Task to complete. Your copy starts at the line containing "[point] green cardboard" and ends at the last line below. Copy exactly, without pictures.

....................

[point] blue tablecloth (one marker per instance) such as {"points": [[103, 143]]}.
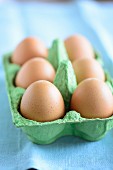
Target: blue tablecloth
{"points": [[48, 21]]}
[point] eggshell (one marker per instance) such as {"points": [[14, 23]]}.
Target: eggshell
{"points": [[92, 99], [33, 70], [87, 68], [28, 48], [78, 46], [42, 102]]}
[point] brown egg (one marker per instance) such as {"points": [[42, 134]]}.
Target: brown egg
{"points": [[29, 48], [78, 46], [92, 99], [87, 68], [42, 102], [33, 70]]}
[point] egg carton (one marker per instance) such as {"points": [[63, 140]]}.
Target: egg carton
{"points": [[65, 80]]}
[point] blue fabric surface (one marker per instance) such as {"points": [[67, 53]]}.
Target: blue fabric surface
{"points": [[49, 21]]}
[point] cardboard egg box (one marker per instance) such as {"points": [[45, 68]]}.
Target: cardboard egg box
{"points": [[65, 81]]}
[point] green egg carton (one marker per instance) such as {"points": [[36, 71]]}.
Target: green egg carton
{"points": [[65, 81]]}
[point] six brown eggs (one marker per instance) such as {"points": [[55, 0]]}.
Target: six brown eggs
{"points": [[42, 101]]}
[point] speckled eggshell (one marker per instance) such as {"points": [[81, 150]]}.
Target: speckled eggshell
{"points": [[87, 68], [92, 99], [78, 46], [33, 70], [42, 102], [29, 48]]}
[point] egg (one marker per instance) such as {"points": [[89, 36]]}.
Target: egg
{"points": [[42, 102], [78, 46], [33, 70], [87, 68], [28, 48], [92, 99]]}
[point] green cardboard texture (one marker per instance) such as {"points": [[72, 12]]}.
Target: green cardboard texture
{"points": [[65, 81], [57, 53], [71, 124]]}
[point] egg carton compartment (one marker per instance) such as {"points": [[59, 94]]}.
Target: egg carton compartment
{"points": [[71, 124]]}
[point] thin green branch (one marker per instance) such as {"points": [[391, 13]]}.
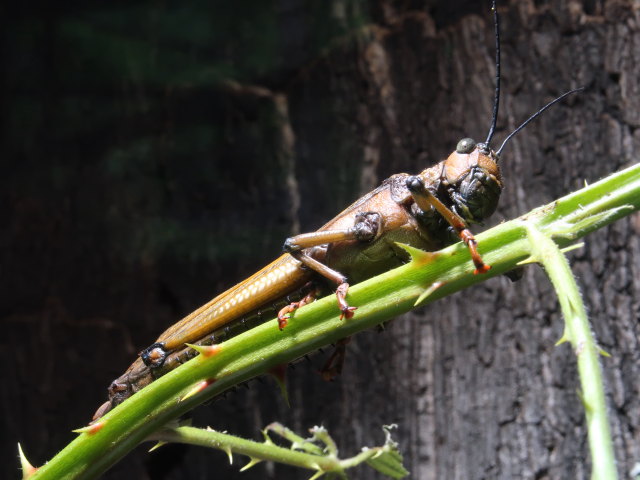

....................

Answer to this task.
[point] green cardboard texture (one marker per instance) such as {"points": [[72, 12]]}.
Target: green cardboard texture
{"points": [[65, 81], [57, 53], [71, 124]]}
[point] egg carton compartment (one marker per instance) such as {"points": [[59, 94]]}.
Target: egg carton compartment
{"points": [[71, 124]]}
[point] thin green branch (one marker per instance) such as {"points": [[391, 13]]}.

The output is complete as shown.